**Opdracht**:
Haal uit de onderstaande vermeldingen elke regel waarin het woord "road" voorkomt en neem die regels over. Het verschil tussen hoofdletters en kleine letters telt mee.

**Gegevens**:
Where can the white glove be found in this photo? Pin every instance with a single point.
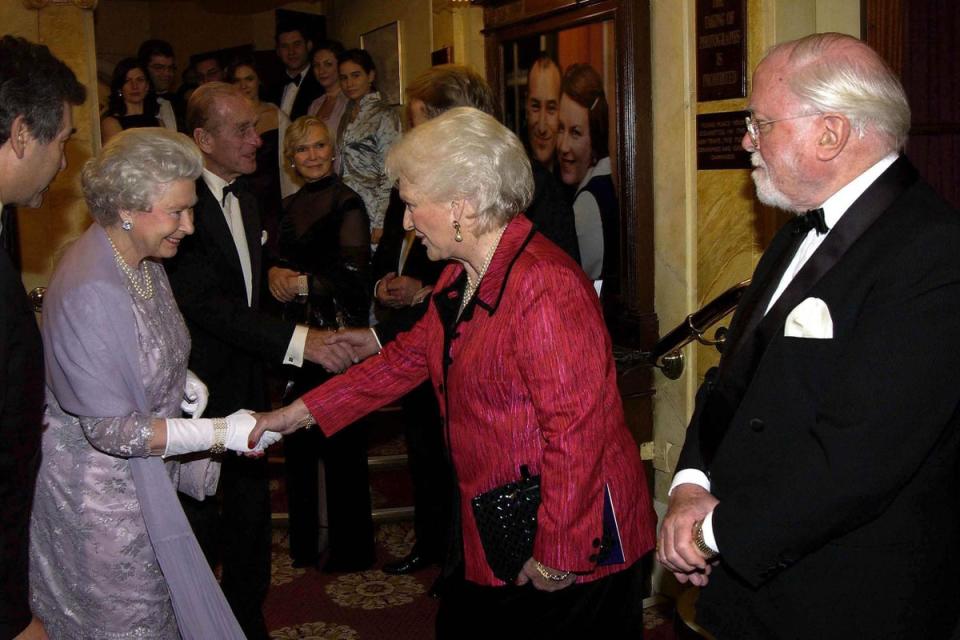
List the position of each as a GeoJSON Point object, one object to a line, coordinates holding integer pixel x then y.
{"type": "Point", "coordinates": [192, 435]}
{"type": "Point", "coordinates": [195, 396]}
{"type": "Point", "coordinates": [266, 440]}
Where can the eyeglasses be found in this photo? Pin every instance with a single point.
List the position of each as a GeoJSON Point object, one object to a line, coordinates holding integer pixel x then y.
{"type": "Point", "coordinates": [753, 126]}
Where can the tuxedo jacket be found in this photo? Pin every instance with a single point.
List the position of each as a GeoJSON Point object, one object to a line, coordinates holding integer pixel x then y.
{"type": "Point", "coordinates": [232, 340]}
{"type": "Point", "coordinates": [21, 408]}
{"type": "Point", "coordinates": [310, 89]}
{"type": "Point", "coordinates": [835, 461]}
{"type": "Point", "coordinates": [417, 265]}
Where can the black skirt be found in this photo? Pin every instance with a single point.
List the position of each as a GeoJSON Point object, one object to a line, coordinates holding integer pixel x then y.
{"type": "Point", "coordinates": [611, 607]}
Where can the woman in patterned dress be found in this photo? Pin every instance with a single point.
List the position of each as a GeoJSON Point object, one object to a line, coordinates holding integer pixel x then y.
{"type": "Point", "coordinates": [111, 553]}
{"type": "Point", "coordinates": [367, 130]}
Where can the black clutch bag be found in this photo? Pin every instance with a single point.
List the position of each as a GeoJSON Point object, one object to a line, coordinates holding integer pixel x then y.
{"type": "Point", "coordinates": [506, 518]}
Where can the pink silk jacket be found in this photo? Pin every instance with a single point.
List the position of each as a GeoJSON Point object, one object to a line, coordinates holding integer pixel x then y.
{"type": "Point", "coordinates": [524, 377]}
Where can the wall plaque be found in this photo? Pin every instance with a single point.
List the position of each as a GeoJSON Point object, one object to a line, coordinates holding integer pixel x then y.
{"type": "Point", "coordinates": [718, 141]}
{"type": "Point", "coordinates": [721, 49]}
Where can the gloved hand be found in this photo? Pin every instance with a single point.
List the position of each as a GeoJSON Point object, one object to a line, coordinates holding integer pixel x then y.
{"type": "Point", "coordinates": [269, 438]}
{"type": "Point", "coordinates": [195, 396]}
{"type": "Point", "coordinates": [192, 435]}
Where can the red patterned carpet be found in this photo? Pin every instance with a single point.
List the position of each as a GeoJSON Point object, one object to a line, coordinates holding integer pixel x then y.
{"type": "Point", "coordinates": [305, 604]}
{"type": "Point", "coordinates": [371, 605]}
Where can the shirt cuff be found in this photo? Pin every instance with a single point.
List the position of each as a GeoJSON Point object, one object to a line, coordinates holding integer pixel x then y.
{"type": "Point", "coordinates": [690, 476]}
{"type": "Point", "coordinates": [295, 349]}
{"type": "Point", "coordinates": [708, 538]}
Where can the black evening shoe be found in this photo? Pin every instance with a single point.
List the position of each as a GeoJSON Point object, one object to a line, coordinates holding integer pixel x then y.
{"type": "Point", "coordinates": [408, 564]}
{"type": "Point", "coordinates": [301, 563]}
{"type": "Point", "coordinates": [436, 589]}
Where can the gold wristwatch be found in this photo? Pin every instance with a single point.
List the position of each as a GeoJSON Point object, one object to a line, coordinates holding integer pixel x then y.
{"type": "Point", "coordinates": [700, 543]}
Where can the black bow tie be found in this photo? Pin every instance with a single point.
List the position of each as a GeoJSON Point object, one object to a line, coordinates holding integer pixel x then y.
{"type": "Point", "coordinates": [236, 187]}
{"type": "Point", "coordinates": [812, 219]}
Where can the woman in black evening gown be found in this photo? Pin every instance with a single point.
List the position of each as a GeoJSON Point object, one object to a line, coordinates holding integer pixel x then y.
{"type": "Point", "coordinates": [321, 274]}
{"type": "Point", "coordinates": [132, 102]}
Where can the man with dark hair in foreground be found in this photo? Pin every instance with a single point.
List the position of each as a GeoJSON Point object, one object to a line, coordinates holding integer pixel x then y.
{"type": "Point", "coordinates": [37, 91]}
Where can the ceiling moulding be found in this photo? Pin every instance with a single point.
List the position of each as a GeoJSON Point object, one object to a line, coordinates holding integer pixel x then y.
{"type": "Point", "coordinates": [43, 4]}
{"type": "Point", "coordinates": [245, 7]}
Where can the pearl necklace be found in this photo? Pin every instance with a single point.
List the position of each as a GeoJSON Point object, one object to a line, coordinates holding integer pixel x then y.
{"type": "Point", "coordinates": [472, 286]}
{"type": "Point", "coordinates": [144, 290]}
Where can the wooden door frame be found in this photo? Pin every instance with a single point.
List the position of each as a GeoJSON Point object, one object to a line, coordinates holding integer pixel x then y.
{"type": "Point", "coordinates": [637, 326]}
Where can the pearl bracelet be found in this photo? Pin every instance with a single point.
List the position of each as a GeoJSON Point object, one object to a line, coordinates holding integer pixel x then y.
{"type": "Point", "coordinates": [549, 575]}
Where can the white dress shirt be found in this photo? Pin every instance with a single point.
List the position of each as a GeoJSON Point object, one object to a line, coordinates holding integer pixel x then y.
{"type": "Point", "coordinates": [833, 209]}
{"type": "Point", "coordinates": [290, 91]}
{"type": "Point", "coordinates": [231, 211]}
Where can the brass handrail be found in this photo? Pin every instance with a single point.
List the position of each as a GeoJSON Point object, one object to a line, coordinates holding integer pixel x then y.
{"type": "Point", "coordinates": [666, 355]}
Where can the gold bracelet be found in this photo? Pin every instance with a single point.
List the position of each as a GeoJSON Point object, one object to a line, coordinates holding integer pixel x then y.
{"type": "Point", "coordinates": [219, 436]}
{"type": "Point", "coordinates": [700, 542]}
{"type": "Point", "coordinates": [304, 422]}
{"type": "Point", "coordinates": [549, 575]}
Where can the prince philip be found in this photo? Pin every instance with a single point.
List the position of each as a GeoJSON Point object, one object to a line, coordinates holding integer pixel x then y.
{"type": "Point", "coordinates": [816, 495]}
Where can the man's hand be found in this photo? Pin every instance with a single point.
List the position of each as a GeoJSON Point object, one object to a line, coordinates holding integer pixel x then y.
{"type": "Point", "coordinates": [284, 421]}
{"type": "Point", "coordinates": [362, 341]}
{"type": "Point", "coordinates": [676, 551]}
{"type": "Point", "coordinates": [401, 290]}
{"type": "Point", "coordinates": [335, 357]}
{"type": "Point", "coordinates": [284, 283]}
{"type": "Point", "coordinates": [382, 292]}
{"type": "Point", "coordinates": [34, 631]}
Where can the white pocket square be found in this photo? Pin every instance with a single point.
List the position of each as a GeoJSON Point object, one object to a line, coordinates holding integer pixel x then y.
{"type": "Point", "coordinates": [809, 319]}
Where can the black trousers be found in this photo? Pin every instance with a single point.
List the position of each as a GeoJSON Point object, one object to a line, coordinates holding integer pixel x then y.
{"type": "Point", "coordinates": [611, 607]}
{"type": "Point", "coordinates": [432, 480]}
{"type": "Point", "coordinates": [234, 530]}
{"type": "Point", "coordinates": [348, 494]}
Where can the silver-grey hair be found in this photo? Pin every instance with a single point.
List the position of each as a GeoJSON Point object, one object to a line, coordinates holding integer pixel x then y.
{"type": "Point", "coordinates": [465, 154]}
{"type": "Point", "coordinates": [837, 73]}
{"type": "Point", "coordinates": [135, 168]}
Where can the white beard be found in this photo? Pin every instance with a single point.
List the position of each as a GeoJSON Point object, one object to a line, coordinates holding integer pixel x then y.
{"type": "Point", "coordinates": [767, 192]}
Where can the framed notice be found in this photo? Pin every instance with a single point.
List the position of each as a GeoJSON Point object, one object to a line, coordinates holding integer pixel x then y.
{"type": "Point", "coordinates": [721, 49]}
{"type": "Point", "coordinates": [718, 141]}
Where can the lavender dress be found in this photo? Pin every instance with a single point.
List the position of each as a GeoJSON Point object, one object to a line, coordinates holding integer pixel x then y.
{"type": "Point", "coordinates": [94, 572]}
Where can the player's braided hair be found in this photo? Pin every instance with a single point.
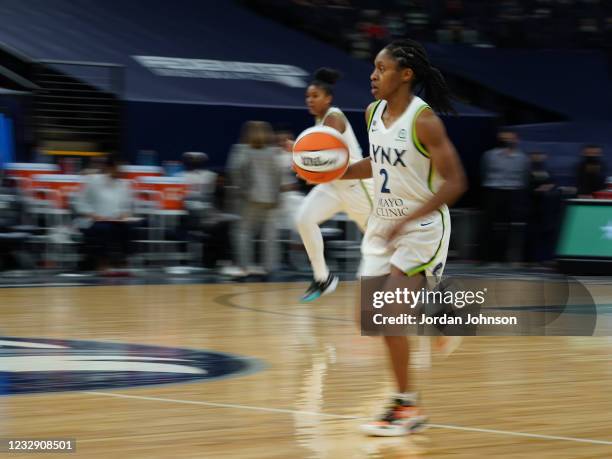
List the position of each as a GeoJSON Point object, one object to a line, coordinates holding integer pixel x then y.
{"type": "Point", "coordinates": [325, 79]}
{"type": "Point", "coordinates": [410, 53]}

...

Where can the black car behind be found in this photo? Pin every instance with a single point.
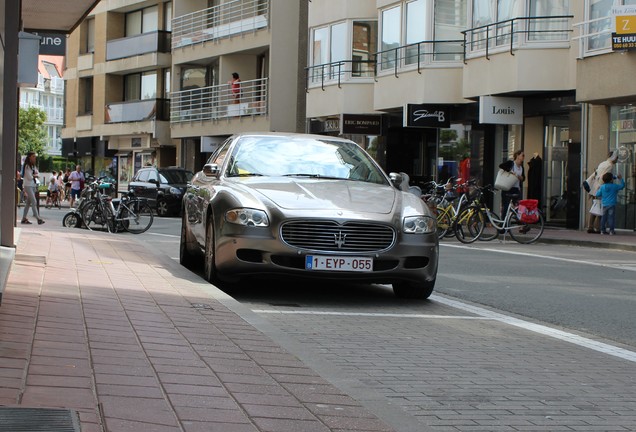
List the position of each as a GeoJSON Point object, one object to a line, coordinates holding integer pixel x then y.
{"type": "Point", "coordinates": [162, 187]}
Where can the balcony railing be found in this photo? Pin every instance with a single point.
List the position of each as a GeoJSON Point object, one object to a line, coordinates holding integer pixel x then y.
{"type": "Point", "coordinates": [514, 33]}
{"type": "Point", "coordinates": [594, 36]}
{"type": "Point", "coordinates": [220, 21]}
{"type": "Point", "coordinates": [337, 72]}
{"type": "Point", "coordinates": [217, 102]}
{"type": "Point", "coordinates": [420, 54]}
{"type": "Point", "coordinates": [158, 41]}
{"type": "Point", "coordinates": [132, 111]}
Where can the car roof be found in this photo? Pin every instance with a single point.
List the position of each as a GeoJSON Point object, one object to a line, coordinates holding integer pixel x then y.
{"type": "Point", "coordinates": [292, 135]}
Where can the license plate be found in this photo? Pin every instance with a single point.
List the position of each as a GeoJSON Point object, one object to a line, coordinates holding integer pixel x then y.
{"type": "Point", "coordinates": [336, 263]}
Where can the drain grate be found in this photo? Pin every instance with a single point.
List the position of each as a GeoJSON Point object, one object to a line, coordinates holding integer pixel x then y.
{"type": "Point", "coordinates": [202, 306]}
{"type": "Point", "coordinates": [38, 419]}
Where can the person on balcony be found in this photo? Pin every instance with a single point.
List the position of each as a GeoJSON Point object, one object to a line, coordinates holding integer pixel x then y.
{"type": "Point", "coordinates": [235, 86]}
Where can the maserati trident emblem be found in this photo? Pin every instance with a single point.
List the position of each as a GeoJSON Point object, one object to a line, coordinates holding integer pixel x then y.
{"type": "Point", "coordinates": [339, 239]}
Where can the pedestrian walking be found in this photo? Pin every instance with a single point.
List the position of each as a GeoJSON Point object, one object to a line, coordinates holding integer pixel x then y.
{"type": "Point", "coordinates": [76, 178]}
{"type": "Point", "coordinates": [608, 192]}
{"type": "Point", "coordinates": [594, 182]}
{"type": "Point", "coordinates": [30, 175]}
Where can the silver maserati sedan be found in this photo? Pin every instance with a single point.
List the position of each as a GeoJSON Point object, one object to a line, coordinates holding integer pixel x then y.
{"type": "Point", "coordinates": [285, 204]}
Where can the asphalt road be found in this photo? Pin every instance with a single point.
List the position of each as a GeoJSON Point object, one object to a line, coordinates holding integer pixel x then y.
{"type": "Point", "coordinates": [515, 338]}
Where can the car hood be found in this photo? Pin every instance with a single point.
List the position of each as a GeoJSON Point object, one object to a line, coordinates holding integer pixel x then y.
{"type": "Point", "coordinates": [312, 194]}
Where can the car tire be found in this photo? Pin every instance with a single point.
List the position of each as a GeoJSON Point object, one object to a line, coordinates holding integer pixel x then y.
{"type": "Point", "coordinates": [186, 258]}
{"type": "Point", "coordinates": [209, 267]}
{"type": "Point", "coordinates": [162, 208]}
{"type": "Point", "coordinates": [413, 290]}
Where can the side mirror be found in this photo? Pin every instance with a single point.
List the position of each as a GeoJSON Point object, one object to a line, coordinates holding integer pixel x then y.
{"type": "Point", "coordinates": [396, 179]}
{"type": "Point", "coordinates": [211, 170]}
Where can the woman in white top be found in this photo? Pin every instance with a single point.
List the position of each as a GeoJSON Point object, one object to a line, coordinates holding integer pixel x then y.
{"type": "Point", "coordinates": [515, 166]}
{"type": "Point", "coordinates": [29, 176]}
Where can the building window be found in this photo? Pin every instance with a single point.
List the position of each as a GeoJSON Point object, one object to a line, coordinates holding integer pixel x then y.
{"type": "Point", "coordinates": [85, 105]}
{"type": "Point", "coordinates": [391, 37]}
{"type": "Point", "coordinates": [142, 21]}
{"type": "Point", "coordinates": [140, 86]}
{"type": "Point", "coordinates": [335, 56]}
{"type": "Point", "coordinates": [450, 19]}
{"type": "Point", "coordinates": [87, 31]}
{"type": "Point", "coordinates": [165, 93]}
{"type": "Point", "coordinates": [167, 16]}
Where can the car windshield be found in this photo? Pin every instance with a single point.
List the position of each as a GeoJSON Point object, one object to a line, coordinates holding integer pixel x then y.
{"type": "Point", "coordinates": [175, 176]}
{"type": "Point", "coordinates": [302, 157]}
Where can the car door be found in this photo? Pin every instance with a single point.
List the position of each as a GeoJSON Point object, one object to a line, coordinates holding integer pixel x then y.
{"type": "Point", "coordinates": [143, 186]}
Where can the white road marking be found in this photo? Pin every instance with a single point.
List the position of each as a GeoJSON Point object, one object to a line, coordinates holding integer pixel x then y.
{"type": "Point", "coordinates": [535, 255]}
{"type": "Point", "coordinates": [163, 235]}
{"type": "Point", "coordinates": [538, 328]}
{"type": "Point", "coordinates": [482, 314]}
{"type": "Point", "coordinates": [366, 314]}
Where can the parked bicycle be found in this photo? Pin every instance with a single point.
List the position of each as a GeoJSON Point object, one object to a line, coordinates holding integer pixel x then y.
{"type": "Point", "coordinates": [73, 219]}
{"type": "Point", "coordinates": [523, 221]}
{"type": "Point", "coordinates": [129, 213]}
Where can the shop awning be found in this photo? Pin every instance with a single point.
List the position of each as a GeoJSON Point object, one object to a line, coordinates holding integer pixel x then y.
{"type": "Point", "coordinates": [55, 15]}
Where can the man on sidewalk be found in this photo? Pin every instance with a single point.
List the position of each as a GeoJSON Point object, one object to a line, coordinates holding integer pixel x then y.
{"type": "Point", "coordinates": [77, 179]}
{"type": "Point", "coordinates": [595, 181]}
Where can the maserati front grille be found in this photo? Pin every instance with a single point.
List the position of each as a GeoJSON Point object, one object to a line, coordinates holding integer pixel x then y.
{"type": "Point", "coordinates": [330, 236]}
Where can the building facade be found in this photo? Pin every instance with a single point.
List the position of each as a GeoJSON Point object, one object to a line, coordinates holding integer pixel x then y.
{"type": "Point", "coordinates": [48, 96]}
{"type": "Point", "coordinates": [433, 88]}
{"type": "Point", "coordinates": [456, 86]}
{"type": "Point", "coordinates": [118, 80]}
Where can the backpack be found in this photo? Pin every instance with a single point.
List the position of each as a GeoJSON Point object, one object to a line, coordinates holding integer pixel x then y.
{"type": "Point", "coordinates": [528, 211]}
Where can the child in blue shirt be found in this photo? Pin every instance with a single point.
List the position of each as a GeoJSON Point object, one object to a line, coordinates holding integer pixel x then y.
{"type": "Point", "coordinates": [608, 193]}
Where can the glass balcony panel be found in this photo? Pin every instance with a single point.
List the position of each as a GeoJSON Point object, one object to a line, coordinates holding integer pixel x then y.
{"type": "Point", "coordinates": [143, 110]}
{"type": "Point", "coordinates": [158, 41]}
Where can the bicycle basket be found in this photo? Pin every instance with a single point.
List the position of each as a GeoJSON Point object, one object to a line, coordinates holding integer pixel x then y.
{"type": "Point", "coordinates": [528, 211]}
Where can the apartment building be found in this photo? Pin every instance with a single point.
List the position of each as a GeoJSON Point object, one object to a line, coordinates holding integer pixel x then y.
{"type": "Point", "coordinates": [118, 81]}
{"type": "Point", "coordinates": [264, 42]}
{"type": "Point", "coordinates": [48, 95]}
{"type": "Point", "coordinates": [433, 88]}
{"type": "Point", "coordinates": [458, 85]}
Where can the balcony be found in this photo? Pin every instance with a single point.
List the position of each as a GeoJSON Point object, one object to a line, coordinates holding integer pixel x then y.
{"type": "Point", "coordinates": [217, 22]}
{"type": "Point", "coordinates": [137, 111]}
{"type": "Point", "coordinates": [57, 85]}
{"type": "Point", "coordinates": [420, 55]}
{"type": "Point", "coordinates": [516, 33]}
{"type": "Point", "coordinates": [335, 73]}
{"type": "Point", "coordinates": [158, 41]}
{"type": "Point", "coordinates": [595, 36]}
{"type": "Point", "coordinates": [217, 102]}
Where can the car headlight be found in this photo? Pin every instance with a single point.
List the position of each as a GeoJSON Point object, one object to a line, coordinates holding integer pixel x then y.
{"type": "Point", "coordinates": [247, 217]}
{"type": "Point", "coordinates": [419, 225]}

* * *

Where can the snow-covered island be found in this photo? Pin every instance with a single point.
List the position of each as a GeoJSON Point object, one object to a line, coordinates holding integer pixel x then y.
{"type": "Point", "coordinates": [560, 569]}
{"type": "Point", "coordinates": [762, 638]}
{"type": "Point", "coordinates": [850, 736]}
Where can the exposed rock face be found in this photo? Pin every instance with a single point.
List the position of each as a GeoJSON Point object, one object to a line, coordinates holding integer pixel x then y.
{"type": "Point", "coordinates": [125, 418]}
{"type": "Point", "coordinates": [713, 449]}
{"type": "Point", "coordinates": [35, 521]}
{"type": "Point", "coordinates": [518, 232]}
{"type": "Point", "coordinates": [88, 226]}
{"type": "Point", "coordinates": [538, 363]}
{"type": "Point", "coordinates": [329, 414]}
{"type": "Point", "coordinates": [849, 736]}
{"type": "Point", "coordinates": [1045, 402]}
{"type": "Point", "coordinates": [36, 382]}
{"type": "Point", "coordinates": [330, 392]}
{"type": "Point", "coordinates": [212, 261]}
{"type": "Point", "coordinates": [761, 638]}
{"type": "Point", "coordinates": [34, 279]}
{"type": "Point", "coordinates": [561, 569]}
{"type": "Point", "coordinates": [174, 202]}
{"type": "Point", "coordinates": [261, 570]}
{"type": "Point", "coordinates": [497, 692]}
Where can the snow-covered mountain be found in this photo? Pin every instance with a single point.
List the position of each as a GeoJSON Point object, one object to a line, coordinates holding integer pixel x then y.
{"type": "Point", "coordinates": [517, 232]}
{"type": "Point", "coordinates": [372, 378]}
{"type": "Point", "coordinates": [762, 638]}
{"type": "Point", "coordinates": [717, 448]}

**Resultaat**:
Where can the asphalt road be found in this photo? Pin every instance with a single point.
Where can the white road marking be found in this photo? Pin every instance with a single point.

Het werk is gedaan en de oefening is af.